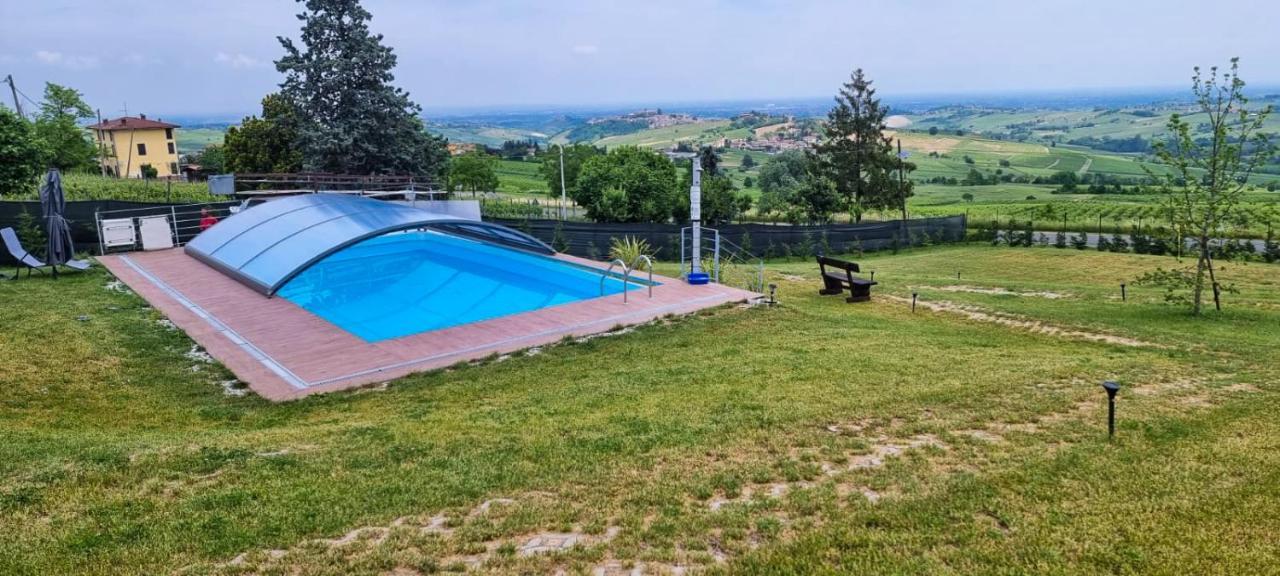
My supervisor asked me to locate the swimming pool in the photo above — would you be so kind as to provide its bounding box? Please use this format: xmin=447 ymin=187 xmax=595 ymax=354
xmin=276 ymin=230 xmax=644 ymax=342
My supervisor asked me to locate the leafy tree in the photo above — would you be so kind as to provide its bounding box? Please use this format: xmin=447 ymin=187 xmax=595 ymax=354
xmin=792 ymin=161 xmax=846 ymax=224
xmin=275 ymin=0 xmax=444 ymax=177
xmin=223 ymin=93 xmax=302 ymax=173
xmin=0 ymin=106 xmax=41 ymax=196
xmin=570 ymin=146 xmax=681 ymax=221
xmin=187 ymin=145 xmax=227 ymax=174
xmin=538 ymin=143 xmax=604 ymax=198
xmin=815 ymin=68 xmax=899 ymax=220
xmin=756 ymin=150 xmax=809 ymax=214
xmin=1144 ymin=58 xmax=1276 ymax=315
xmin=35 ymin=82 xmax=97 ymax=172
xmin=449 ymin=150 xmax=498 ymax=196
xmin=1262 ymin=227 xmax=1280 ymax=262
xmin=698 ymin=146 xmax=721 ymax=178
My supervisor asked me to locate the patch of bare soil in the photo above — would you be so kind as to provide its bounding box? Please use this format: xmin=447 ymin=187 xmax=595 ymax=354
xmin=933 ymin=285 xmax=1070 ymax=300
xmin=224 ymin=494 xmax=622 ymax=573
xmin=888 ymin=294 xmax=1161 ymax=348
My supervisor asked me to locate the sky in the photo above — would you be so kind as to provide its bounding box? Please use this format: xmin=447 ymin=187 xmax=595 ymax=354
xmin=0 ymin=0 xmax=1280 ymax=116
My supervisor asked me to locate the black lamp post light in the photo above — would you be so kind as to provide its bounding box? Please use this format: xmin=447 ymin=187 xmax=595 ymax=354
xmin=1102 ymin=380 xmax=1120 ymax=439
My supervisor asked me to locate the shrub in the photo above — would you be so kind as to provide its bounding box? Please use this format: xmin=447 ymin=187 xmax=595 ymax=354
xmin=1110 ymin=232 xmax=1129 ymax=252
xmin=609 ymin=236 xmax=653 ymax=266
xmin=1262 ymin=228 xmax=1280 ymax=262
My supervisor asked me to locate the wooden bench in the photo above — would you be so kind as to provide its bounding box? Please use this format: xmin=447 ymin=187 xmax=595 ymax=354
xmin=818 ymin=256 xmax=878 ymax=302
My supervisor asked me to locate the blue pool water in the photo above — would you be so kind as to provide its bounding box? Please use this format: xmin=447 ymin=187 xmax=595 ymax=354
xmin=276 ymin=232 xmax=643 ymax=342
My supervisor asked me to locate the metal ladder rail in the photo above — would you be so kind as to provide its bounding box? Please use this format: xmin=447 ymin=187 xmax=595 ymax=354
xmin=600 ymin=259 xmax=631 ymax=303
xmin=623 ymin=253 xmax=653 ymax=298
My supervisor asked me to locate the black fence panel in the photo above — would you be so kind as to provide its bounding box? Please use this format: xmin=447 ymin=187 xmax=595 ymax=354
xmin=492 ymin=215 xmax=965 ymax=260
xmin=0 ymin=200 xmax=236 ymax=253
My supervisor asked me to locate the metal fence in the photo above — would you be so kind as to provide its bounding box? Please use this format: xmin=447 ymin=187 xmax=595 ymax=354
xmin=490 ymin=215 xmax=965 ymax=260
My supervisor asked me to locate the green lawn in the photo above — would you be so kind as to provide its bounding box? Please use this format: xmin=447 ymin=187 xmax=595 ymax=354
xmin=494 ymin=160 xmax=547 ymax=197
xmin=0 ymin=247 xmax=1280 ymax=575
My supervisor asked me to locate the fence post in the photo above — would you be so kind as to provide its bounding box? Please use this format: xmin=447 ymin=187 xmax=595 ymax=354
xmin=169 ymin=206 xmax=182 ymax=246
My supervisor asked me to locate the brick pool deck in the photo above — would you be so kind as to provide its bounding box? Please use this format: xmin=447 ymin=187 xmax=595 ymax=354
xmin=99 ymin=248 xmax=758 ymax=401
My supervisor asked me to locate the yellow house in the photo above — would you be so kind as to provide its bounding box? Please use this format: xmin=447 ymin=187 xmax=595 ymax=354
xmin=88 ymin=114 xmax=179 ymax=178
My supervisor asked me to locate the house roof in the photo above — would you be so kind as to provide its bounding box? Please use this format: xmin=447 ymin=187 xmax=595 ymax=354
xmin=88 ymin=114 xmax=179 ymax=131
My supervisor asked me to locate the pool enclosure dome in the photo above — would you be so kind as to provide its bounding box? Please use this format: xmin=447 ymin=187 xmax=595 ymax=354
xmin=186 ymin=193 xmax=556 ymax=297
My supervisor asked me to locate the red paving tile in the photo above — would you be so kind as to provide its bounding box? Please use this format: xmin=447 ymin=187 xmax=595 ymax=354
xmin=99 ymin=250 xmax=756 ymax=401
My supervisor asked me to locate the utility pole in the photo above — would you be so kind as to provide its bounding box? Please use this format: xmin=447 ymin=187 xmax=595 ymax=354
xmin=4 ymin=74 xmax=27 ymax=118
xmin=897 ymin=138 xmax=906 ymax=225
xmin=95 ymin=108 xmax=106 ymax=178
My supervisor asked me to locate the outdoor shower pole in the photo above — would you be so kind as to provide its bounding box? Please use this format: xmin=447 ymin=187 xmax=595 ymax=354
xmin=689 ymin=156 xmax=703 ymax=274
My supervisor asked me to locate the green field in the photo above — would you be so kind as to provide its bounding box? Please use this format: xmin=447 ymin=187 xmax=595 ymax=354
xmin=0 ymin=247 xmax=1280 ymax=575
xmin=906 ymin=184 xmax=1280 ymax=238
xmin=494 ymin=160 xmax=547 ymax=196
xmin=177 ymin=128 xmax=227 ymax=154
xmin=908 ymin=99 xmax=1280 ymax=141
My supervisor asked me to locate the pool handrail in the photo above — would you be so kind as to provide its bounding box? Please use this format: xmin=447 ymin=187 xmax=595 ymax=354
xmin=600 ymin=259 xmax=631 ymax=303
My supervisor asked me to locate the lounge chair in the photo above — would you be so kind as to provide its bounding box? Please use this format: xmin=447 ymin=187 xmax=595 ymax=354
xmin=0 ymin=228 xmax=90 ymax=278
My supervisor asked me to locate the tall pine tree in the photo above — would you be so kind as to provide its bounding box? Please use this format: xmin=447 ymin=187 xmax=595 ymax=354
xmin=275 ymin=0 xmax=448 ymax=178
xmin=813 ymin=68 xmax=899 ymax=220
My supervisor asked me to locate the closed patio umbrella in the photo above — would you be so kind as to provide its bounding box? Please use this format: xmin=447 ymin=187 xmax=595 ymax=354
xmin=40 ymin=168 xmax=74 ymax=278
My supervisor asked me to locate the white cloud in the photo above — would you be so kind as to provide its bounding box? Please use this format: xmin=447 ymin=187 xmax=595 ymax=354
xmin=36 ymin=50 xmax=99 ymax=70
xmin=120 ymin=52 xmax=164 ymax=67
xmin=214 ymin=52 xmax=266 ymax=69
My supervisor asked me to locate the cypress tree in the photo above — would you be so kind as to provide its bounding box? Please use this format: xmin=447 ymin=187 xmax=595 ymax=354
xmin=815 ymin=68 xmax=900 ymax=220
xmin=275 ymin=0 xmax=448 ymax=178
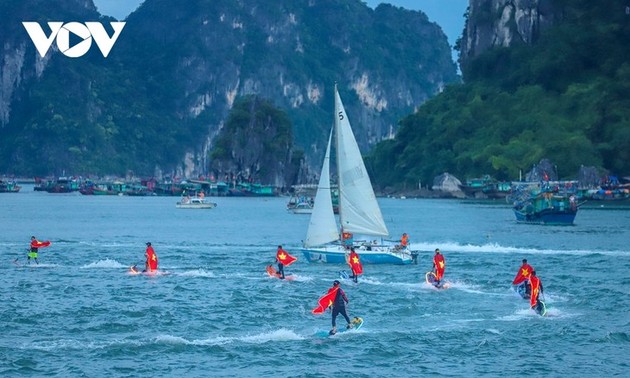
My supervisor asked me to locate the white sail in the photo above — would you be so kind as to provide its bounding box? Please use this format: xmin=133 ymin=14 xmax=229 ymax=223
xmin=335 ymin=86 xmax=389 ymax=236
xmin=304 ymin=133 xmax=339 ymax=247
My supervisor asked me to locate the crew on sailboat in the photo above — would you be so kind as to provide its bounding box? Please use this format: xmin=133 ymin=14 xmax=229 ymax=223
xmin=341 ymin=232 xmax=354 ymax=249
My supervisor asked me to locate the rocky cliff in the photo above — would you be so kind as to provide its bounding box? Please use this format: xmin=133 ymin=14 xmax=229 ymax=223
xmin=0 ymin=0 xmax=458 ymax=184
xmin=459 ymin=0 xmax=562 ymax=67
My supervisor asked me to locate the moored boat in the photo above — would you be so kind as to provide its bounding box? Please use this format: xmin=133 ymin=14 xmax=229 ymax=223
xmin=0 ymin=180 xmax=22 ymax=193
xmin=175 ymin=196 xmax=217 ymax=209
xmin=510 ymin=181 xmax=581 ymax=225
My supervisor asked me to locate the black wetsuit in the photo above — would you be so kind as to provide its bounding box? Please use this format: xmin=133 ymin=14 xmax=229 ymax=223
xmin=332 ymin=288 xmax=350 ymax=327
xmin=276 ymin=262 xmax=284 ymax=279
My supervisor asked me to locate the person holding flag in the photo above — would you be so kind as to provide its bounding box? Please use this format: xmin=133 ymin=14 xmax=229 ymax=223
xmin=433 ymin=248 xmax=446 ymax=287
xmin=311 ymin=280 xmax=352 ymax=335
xmin=512 ymin=259 xmax=534 ymax=299
xmin=144 ymin=242 xmax=158 ymax=273
xmin=529 ymin=270 xmax=543 ymax=314
xmin=26 ymin=236 xmax=50 ymax=264
xmin=347 ymin=247 xmax=363 ymax=283
xmin=276 ymin=245 xmax=297 ymax=280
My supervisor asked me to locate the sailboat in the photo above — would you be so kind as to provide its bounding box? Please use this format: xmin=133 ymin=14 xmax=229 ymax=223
xmin=302 ymin=85 xmax=417 ymax=264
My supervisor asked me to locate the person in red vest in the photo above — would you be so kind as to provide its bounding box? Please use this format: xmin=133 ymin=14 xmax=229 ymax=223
xmin=276 ymin=245 xmax=293 ymax=280
xmin=400 ymin=232 xmax=409 ymax=249
xmin=145 ymin=242 xmax=158 ymax=272
xmin=433 ymin=248 xmax=446 ymax=287
xmin=512 ymin=259 xmax=534 ymax=298
xmin=348 ymin=247 xmax=363 ymax=283
xmin=328 ymin=280 xmax=352 ymax=335
xmin=26 ymin=236 xmax=50 ymax=264
xmin=529 ymin=270 xmax=543 ymax=314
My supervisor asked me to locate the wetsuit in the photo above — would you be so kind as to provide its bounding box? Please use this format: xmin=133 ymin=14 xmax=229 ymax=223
xmin=331 ymin=288 xmax=350 ymax=328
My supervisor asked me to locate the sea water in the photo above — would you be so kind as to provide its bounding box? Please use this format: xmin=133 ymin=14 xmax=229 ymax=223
xmin=0 ymin=187 xmax=630 ymax=377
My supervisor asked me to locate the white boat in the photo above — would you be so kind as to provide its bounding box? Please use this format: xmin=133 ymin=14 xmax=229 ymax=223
xmin=175 ymin=197 xmax=217 ymax=209
xmin=302 ymin=85 xmax=417 ymax=264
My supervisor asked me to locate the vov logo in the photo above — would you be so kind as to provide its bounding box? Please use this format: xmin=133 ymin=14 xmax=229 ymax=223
xmin=22 ymin=22 xmax=125 ymax=58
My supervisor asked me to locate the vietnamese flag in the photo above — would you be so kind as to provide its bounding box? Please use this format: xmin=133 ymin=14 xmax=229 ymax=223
xmin=276 ymin=249 xmax=297 ymax=266
xmin=311 ymin=286 xmax=339 ymax=314
xmin=512 ymin=264 xmax=534 ymax=285
xmin=433 ymin=255 xmax=446 ymax=280
xmin=31 ymin=240 xmax=50 ymax=248
xmin=348 ymin=251 xmax=363 ymax=275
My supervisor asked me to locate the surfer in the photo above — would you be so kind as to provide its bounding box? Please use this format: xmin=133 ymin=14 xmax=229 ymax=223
xmin=26 ymin=236 xmax=50 ymax=264
xmin=328 ymin=280 xmax=352 ymax=335
xmin=529 ymin=270 xmax=543 ymax=314
xmin=396 ymin=232 xmax=409 ymax=250
xmin=512 ymin=259 xmax=534 ymax=299
xmin=433 ymin=248 xmax=446 ymax=287
xmin=276 ymin=245 xmax=297 ymax=280
xmin=144 ymin=242 xmax=158 ymax=273
xmin=348 ymin=247 xmax=363 ymax=283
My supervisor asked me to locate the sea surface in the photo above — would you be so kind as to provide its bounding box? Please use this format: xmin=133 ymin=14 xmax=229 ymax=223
xmin=0 ymin=186 xmax=630 ymax=378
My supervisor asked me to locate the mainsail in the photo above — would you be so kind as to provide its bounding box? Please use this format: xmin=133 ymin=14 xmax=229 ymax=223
xmin=304 ymin=86 xmax=389 ymax=248
xmin=335 ymin=86 xmax=389 ymax=236
xmin=304 ymin=132 xmax=339 ymax=247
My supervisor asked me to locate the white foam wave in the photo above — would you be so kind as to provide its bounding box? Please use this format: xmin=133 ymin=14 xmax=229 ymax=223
xmin=177 ymin=269 xmax=216 ymax=277
xmin=155 ymin=328 xmax=304 ymax=345
xmin=411 ymin=242 xmax=630 ymax=257
xmin=81 ymin=259 xmax=127 ymax=269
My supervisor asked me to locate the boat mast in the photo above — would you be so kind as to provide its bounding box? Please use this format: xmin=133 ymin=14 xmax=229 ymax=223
xmin=334 ymin=82 xmax=346 ymax=243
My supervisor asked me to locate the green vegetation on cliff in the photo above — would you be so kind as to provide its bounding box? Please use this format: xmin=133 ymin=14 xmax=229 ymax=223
xmin=368 ymin=0 xmax=630 ymax=188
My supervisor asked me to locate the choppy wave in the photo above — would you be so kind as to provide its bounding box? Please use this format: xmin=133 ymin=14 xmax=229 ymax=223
xmin=411 ymin=242 xmax=630 ymax=257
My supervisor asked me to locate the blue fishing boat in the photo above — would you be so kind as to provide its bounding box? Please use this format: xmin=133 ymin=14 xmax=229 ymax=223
xmin=510 ymin=181 xmax=582 ymax=225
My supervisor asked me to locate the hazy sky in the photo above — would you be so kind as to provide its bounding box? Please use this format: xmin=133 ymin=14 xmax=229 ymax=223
xmin=94 ymin=0 xmax=469 ymax=46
* * *
▶ _BRIEF_: Output the lines as a numbered list, starting with the line that contains "My supervisor asked me to locate the black fence" and going on through the line that contains "xmin=99 ymin=250 xmax=756 ymax=401", with both of those lines included and any blank lines left out.

▶ _WRITTEN ANSWER_:
1. My supervisor asked me to locate the black fence panel in the photo above — would you be so kind as to provide its bounding box? Please use this format: xmin=447 ymin=187 xmax=595 ymax=354
2. xmin=492 ymin=215 xmax=965 ymax=260
3. xmin=0 ymin=200 xmax=236 ymax=253
4. My supervisor asked me to locate the metal fence in the photo above — would you be so kind as to provide its bounding box? Please use this format: xmin=447 ymin=187 xmax=595 ymax=354
5. xmin=490 ymin=215 xmax=965 ymax=260
6. My supervisor asked me to locate the green lawn in the photo above — would you be so kind as to provide its bounding box? Please use this format: xmin=447 ymin=187 xmax=595 ymax=354
7. xmin=494 ymin=160 xmax=547 ymax=197
8. xmin=0 ymin=247 xmax=1280 ymax=575
9. My supervisor asked me to locate the fence post in the photo above — would you be so kind as to provide its bounding box? Please use this format: xmin=447 ymin=187 xmax=595 ymax=354
10. xmin=169 ymin=206 xmax=182 ymax=246
11. My supervisor asked me to locate the brick pool deck in the photo above — would you be so kind as to provide its bounding box? Please use this format: xmin=447 ymin=187 xmax=595 ymax=354
12. xmin=99 ymin=248 xmax=758 ymax=401
13. My supervisor asked me to locate the yellow house in the photo above — would you be so kind as to provide its bounding box? Please use this format: xmin=447 ymin=187 xmax=595 ymax=354
14. xmin=88 ymin=114 xmax=179 ymax=178
15. My supervisor asked me to locate the house roof in the photo above — would you be so kind as to provide its bounding box? Please use this format: xmin=447 ymin=187 xmax=595 ymax=354
16. xmin=88 ymin=114 xmax=179 ymax=131
17. My supervisor asked me to locate the pool enclosure dome in the photo above — would you be so kind as to provide its bounding box? Please use this format: xmin=447 ymin=187 xmax=595 ymax=354
18. xmin=186 ymin=193 xmax=556 ymax=297
19. My supervisor asked me to locate the red paving tile in the photo above — would you be so kind as to provide its bounding box? Please use this format: xmin=447 ymin=187 xmax=595 ymax=354
20. xmin=99 ymin=250 xmax=756 ymax=401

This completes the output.